**BRIEF**
Please answer from the passage on sleep and thyroid problems: about what share of women get fewer than 8 hours of sleep per night?

Obstacle #2: Are you getting enough sleep?
Most people don’t get enough sleep. But women have more sleep struggles than men do. In fact, about 70 percent of women get fewer than 8 hours of sleep per night. Women have more trouble falling and staying asleep, and they also suffer from more daytime sleepiness compared with men. Some of the top factors in women’s sleep troubles include work and family stress, health problems and uncomfortable beds.
All of which can add up to stubborn pounds, because a lack of sleep throws appetite hormones off and stimulates overeating.
The solution: Sleep in. Go to bed early. Makeover your bedroom until it resembles a veritable sleep-fantasy suite. Do whatever you need to do to get the recommended 7 to 8 hours a night. Especially if you’re trying to lose weight.
Obstacle #3: Feeling sluggish?
A sluggish thyroid—also know as an underactive thyroid gland or hypothyroidism—is much more likely to develop in women than in men, especially after menopause. And that spells trouble for waistlines. Here’s why: In addition to fatigue and sluggishness, an underactive thyroid can also cause weight gain.
The solution: If you have unexplained fatigue and weight gain, have your thyroid levels checked. An autoimmune condition called Hashimoto’s disease is a frequent cause of hypothyroidism, and it’s more common in women than in men. Another underlying cause of hypothyroidism in women: pregnancy.

**RAW DATA**
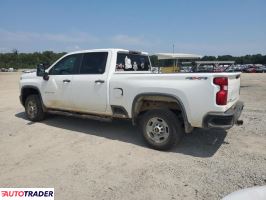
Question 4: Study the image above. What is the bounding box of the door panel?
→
[42,75,73,110]
[72,52,108,113]
[72,75,107,112]
[42,54,82,110]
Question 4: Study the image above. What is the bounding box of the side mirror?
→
[37,64,49,81]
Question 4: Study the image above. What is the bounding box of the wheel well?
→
[21,87,40,106]
[131,94,192,132]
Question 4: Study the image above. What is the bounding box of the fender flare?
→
[131,92,193,133]
[20,85,46,111]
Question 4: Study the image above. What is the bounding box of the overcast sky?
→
[0,0,266,55]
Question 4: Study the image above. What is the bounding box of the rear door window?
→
[80,52,108,74]
[116,53,151,71]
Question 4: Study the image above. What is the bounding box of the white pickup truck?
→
[20,49,243,150]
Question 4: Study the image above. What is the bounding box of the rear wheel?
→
[25,95,45,122]
[140,109,184,150]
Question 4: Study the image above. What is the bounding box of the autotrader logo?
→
[0,188,54,200]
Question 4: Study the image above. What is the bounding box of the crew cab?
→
[20,49,243,150]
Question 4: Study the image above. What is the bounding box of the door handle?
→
[95,80,104,83]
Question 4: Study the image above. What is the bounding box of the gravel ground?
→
[0,73,266,200]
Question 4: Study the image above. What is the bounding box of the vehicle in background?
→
[256,66,266,73]
[243,66,256,73]
[154,53,202,73]
[193,60,235,73]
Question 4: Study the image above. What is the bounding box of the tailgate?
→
[227,73,241,105]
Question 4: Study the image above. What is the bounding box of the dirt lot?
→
[0,73,266,200]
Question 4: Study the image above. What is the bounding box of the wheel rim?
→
[27,101,37,118]
[146,117,170,143]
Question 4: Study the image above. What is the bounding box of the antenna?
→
[173,44,175,54]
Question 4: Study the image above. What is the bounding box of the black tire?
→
[139,109,184,150]
[25,95,45,122]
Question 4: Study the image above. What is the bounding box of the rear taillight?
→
[213,77,228,105]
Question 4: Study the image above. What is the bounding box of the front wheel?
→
[25,95,45,122]
[140,109,184,150]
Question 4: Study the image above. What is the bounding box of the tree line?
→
[0,49,266,69]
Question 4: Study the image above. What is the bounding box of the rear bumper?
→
[203,101,244,129]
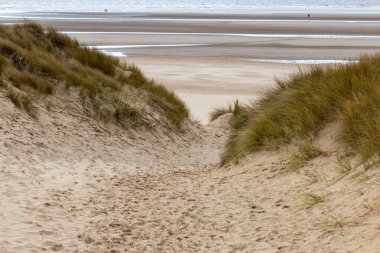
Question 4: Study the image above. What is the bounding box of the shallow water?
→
[0,0,380,14]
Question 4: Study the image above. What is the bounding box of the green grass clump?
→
[223,55,380,162]
[210,100,245,121]
[7,69,54,94]
[123,65,189,127]
[0,21,189,128]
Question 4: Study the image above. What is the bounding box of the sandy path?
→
[82,123,380,252]
[0,86,223,253]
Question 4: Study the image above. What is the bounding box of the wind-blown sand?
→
[0,12,380,252]
[123,57,297,124]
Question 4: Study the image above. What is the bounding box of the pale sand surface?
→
[123,57,297,124]
[0,12,380,253]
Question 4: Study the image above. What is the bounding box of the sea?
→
[0,0,380,14]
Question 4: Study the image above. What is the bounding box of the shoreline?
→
[120,56,296,125]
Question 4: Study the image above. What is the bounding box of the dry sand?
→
[121,57,297,124]
[0,12,380,253]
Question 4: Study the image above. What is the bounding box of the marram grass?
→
[222,55,380,163]
[0,21,189,128]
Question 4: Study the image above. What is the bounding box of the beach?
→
[2,13,380,123]
[0,12,380,253]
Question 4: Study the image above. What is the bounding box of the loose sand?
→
[0,12,380,253]
[124,57,297,124]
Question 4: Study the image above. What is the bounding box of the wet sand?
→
[0,13,380,123]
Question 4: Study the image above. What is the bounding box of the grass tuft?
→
[222,55,380,163]
[210,100,244,121]
[0,21,189,128]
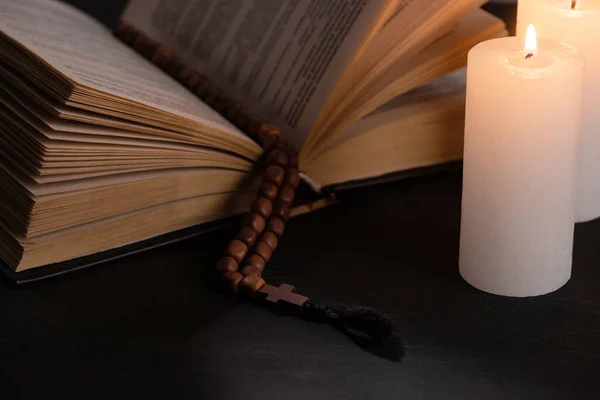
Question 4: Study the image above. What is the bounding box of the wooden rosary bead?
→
[258,182,279,200]
[260,230,277,251]
[267,216,285,238]
[217,256,240,274]
[288,151,298,168]
[152,46,174,66]
[261,135,280,153]
[265,165,285,187]
[185,71,203,92]
[214,97,231,115]
[278,184,296,204]
[236,225,258,248]
[267,149,288,167]
[227,239,248,264]
[179,65,196,84]
[258,124,281,141]
[222,272,244,295]
[252,241,273,263]
[252,197,273,218]
[226,103,242,123]
[167,57,185,76]
[131,34,158,59]
[115,23,139,44]
[246,115,264,137]
[241,264,262,276]
[202,89,221,107]
[285,168,300,189]
[271,199,290,221]
[235,110,248,131]
[242,213,266,233]
[240,275,265,297]
[246,254,267,271]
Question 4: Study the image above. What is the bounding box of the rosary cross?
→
[258,283,308,307]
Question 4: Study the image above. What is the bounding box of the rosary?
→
[115,23,403,360]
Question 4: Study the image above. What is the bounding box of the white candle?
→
[527,0,600,222]
[459,26,583,297]
[516,0,537,39]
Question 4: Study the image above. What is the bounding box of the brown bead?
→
[115,23,138,43]
[202,89,220,107]
[258,182,279,200]
[227,239,248,264]
[132,34,158,59]
[265,165,285,187]
[222,272,244,295]
[235,110,248,132]
[247,115,264,137]
[242,264,262,276]
[267,217,285,238]
[185,71,204,92]
[288,151,298,168]
[252,197,273,218]
[167,57,185,77]
[260,231,277,251]
[271,199,290,221]
[252,241,273,263]
[217,256,240,274]
[213,97,230,115]
[179,66,196,84]
[285,168,300,189]
[246,254,267,271]
[236,225,258,247]
[226,103,242,122]
[152,46,174,65]
[240,275,265,297]
[267,149,288,167]
[242,213,266,233]
[261,135,280,153]
[278,184,296,204]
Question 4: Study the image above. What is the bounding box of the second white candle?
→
[459,30,583,297]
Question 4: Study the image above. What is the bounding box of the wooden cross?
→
[258,283,308,307]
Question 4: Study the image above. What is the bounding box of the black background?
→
[0,0,600,399]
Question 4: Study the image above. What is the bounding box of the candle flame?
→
[525,24,537,58]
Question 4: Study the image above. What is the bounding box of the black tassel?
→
[301,300,404,361]
[258,284,404,361]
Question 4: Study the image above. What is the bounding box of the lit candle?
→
[459,27,583,297]
[527,0,600,222]
[517,0,537,38]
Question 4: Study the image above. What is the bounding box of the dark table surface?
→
[0,1,600,399]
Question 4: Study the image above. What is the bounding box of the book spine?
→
[114,22,278,143]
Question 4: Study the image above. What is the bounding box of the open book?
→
[0,0,505,278]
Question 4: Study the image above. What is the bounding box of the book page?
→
[123,0,395,147]
[0,0,250,141]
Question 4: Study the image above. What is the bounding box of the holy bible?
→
[0,0,506,280]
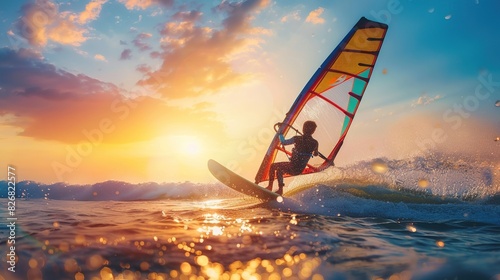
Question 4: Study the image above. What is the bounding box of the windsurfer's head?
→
[302,121,316,135]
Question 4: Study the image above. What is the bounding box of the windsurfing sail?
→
[255,17,388,183]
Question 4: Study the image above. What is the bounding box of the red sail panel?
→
[255,17,388,183]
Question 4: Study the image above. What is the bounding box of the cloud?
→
[94,54,108,62]
[16,0,107,47]
[411,94,443,107]
[139,0,268,98]
[120,49,132,60]
[306,7,325,24]
[0,48,222,143]
[132,32,153,51]
[119,0,174,10]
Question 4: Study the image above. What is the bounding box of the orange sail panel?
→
[255,17,388,183]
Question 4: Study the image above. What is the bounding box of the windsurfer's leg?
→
[267,163,276,191]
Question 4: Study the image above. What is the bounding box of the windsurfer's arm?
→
[279,134,295,145]
[313,144,319,157]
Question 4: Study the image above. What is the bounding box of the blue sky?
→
[0,0,500,182]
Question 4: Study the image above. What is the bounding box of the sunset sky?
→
[0,0,500,184]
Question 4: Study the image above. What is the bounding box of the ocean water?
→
[0,158,500,280]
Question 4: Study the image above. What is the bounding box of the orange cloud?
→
[119,0,174,10]
[306,7,325,24]
[78,0,107,24]
[94,54,108,62]
[139,1,268,98]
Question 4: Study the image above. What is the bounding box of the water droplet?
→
[372,159,387,174]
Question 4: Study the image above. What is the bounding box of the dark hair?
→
[302,121,317,135]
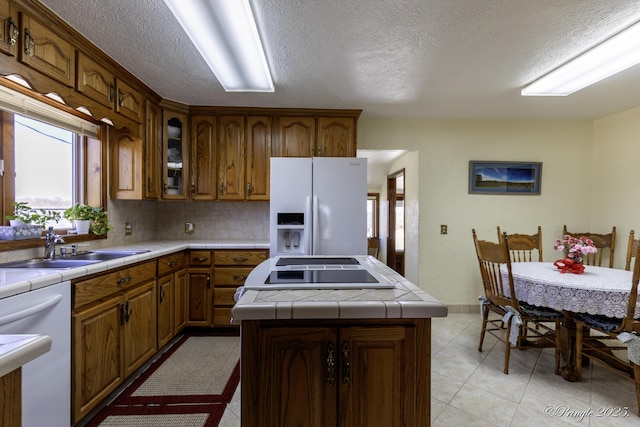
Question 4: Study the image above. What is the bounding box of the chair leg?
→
[478,306,489,351]
[504,317,513,375]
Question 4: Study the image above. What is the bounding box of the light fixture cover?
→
[521,22,640,96]
[164,0,274,92]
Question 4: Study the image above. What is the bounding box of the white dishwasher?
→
[0,281,71,427]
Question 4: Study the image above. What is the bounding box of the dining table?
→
[500,262,640,381]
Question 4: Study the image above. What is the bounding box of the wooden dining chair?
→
[573,253,640,416]
[562,225,616,268]
[498,226,542,262]
[472,229,563,374]
[624,230,640,271]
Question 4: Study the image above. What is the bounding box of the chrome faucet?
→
[44,227,64,259]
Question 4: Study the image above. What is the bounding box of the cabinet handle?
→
[24,28,36,56]
[342,341,351,385]
[9,17,20,46]
[116,276,131,285]
[327,342,336,385]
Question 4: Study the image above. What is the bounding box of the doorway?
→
[387,169,405,276]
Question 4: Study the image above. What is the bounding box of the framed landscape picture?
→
[469,160,542,195]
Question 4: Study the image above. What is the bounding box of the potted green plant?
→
[64,203,111,235]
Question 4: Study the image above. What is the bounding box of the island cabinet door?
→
[338,326,418,427]
[258,328,338,427]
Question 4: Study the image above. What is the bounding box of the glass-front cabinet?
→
[162,109,189,200]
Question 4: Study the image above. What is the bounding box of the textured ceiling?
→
[42,0,640,119]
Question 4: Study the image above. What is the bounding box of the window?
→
[367,193,380,239]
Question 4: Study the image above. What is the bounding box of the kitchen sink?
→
[0,258,100,269]
[71,250,149,261]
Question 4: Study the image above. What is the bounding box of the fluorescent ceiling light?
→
[164,0,274,92]
[521,22,640,96]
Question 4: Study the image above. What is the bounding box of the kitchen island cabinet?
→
[233,256,447,427]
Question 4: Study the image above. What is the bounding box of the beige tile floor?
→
[220,313,640,427]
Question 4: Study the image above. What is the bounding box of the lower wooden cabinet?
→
[241,319,430,427]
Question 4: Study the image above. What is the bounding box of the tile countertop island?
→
[232,256,447,427]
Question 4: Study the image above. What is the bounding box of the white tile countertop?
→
[232,256,448,323]
[0,334,51,377]
[0,240,269,299]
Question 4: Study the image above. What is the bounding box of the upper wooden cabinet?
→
[0,0,20,56]
[18,13,76,87]
[273,116,356,157]
[190,116,217,200]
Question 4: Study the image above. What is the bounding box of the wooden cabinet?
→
[109,128,143,200]
[241,319,430,427]
[190,115,217,200]
[162,109,189,200]
[157,251,186,348]
[213,249,268,327]
[187,251,213,327]
[18,13,76,87]
[71,261,157,423]
[0,0,20,56]
[273,116,356,157]
[142,100,162,200]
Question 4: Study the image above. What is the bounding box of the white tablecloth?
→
[501,262,640,318]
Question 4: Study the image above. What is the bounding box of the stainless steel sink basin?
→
[71,250,149,261]
[0,258,100,269]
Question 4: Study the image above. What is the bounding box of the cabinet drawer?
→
[213,250,267,265]
[213,307,238,327]
[213,267,253,286]
[158,252,185,276]
[213,287,237,307]
[73,261,156,308]
[189,251,211,266]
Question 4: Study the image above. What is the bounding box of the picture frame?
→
[469,160,542,195]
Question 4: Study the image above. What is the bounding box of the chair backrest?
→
[472,229,520,310]
[498,226,542,262]
[563,225,616,268]
[624,230,640,271]
[367,237,380,258]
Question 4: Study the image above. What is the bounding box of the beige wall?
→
[358,118,593,305]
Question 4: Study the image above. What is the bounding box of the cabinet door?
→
[338,326,418,427]
[123,280,158,377]
[174,270,188,334]
[116,79,144,123]
[76,52,116,109]
[187,271,211,327]
[0,0,20,56]
[162,110,189,200]
[273,117,316,157]
[157,274,175,348]
[71,296,124,424]
[143,100,162,199]
[218,116,245,200]
[18,13,76,87]
[315,117,356,157]
[256,328,338,427]
[110,129,142,200]
[246,116,271,200]
[190,116,217,200]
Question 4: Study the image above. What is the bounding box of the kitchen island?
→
[232,256,447,427]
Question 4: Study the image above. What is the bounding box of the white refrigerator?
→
[269,157,367,257]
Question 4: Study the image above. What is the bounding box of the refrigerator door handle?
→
[311,195,320,255]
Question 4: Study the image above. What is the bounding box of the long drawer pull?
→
[116,276,131,285]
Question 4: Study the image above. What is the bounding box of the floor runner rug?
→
[87,335,240,427]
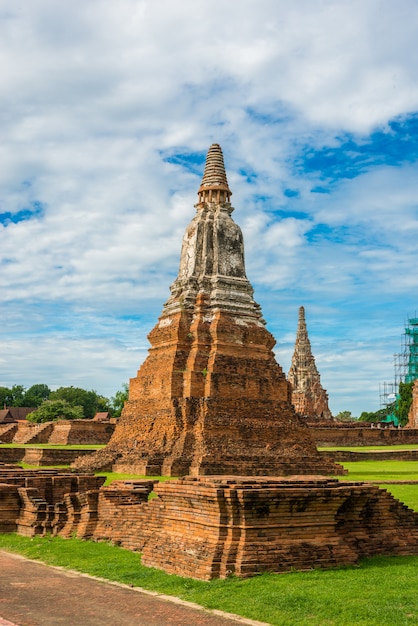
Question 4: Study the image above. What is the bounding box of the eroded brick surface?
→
[76,145,343,476]
[288,306,333,423]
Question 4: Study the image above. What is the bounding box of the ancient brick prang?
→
[288,306,333,422]
[77,144,343,476]
[0,469,418,580]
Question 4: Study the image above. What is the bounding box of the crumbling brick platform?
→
[0,470,418,580]
[142,476,418,580]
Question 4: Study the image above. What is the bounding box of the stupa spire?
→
[198,143,232,203]
[288,306,332,421]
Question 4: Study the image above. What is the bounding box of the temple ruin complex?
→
[77,144,343,476]
[288,306,333,423]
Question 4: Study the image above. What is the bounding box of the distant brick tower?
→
[288,306,333,422]
[78,144,342,476]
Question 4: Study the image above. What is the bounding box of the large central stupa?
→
[79,144,342,476]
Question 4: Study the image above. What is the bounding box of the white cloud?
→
[0,0,418,412]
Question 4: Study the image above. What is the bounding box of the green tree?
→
[23,384,51,407]
[110,383,129,417]
[0,387,13,409]
[49,386,109,419]
[394,380,414,426]
[27,399,84,423]
[359,404,393,423]
[335,411,357,422]
[0,385,25,408]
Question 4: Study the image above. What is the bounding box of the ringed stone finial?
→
[197,143,232,203]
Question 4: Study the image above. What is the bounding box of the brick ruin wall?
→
[0,447,92,467]
[0,420,115,445]
[0,468,418,580]
[309,424,418,446]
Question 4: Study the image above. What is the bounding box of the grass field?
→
[0,448,418,626]
[0,535,418,626]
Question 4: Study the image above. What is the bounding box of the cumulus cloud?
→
[0,0,418,412]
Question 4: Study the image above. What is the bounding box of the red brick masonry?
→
[0,469,418,580]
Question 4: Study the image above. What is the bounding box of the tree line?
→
[0,384,128,422]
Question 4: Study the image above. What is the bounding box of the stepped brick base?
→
[0,469,418,580]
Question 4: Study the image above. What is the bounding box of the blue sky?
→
[0,0,418,415]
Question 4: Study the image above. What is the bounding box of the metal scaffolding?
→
[379,313,418,408]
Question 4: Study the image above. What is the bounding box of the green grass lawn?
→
[0,535,418,626]
[338,460,418,482]
[0,461,418,626]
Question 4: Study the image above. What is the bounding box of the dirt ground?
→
[0,551,266,626]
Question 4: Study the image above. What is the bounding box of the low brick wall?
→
[0,447,93,465]
[321,450,418,463]
[48,420,115,445]
[0,468,418,580]
[309,425,418,446]
[0,420,115,446]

**PROBLEM SOLUTION**
About 70 percent